* Directive *
Return every line of the records below that contains the string "rough".

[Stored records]
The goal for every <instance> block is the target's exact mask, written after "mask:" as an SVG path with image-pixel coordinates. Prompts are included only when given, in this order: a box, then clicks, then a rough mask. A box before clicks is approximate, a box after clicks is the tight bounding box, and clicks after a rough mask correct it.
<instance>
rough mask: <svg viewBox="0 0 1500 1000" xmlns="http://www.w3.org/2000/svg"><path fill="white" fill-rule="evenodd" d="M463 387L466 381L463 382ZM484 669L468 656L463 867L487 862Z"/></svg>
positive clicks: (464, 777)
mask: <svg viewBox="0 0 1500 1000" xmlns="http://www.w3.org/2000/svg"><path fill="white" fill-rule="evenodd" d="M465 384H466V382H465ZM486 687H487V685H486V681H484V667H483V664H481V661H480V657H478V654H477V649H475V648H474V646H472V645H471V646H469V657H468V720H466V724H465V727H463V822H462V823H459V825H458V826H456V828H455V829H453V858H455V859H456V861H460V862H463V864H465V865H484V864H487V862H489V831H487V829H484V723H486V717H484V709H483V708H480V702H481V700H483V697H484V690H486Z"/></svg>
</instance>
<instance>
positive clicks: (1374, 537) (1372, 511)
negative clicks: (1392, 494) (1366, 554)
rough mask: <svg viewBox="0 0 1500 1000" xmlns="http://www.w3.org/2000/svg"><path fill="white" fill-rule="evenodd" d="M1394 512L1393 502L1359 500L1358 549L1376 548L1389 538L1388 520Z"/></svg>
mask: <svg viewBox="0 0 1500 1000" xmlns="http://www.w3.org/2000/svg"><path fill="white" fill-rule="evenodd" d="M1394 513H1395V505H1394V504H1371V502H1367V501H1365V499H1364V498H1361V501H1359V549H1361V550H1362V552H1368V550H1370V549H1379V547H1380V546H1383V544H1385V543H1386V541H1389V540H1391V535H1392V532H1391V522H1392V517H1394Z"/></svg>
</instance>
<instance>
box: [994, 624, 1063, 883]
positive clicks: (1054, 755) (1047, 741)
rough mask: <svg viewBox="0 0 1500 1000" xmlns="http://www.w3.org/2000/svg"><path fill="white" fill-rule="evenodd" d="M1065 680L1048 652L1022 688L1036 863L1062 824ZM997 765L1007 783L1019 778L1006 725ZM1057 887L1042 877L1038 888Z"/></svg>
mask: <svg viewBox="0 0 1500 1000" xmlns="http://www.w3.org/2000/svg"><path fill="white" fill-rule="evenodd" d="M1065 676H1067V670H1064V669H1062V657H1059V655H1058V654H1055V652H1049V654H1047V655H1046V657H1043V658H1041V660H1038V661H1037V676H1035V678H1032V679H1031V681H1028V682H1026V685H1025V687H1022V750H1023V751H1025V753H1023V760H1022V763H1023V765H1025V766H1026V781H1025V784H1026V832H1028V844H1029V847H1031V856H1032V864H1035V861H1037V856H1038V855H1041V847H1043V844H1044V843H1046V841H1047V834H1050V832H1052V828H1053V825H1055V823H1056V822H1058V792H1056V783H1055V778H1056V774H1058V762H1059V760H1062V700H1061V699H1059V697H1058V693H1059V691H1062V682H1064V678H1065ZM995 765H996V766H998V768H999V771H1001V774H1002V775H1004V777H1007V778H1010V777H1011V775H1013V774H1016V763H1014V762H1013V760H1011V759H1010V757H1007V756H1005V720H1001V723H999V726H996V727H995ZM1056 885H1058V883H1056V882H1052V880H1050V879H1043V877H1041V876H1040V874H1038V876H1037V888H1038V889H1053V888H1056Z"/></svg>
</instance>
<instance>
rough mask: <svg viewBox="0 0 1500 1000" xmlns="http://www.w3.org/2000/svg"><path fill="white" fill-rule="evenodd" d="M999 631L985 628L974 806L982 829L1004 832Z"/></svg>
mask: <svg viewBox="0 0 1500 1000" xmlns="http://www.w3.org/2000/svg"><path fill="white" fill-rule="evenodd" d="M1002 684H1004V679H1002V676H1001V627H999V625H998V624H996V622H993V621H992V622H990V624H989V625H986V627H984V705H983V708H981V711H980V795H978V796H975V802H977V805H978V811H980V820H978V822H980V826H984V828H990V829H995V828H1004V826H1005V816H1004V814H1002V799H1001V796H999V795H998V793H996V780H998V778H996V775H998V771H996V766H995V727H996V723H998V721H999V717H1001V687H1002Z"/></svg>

* Response area *
The goal for every <instance> block is the target's exact mask, written after "mask:" as an SVG path with image-pixel coordinates. Prompts are included only when given, in this order: a box, then clicks, then a rough mask. A box before clicks is approximate, a box after clicks is the tight bounding box, and clicks after a rough mask correct it.
rough mask: <svg viewBox="0 0 1500 1000" xmlns="http://www.w3.org/2000/svg"><path fill="white" fill-rule="evenodd" d="M463 387L466 381L463 382ZM484 669L468 656L463 867L487 862Z"/></svg>
rough mask: <svg viewBox="0 0 1500 1000" xmlns="http://www.w3.org/2000/svg"><path fill="white" fill-rule="evenodd" d="M1394 512L1393 502L1359 500L1358 549L1376 548L1389 538L1388 520Z"/></svg>
rough mask: <svg viewBox="0 0 1500 1000" xmlns="http://www.w3.org/2000/svg"><path fill="white" fill-rule="evenodd" d="M1065 680L1048 652L1022 688L1036 863L1062 824ZM997 765L1007 783L1019 778L1006 725ZM1057 887L1042 877L1038 888Z"/></svg>
rough mask: <svg viewBox="0 0 1500 1000" xmlns="http://www.w3.org/2000/svg"><path fill="white" fill-rule="evenodd" d="M999 631L985 628L974 806L982 829L1004 832Z"/></svg>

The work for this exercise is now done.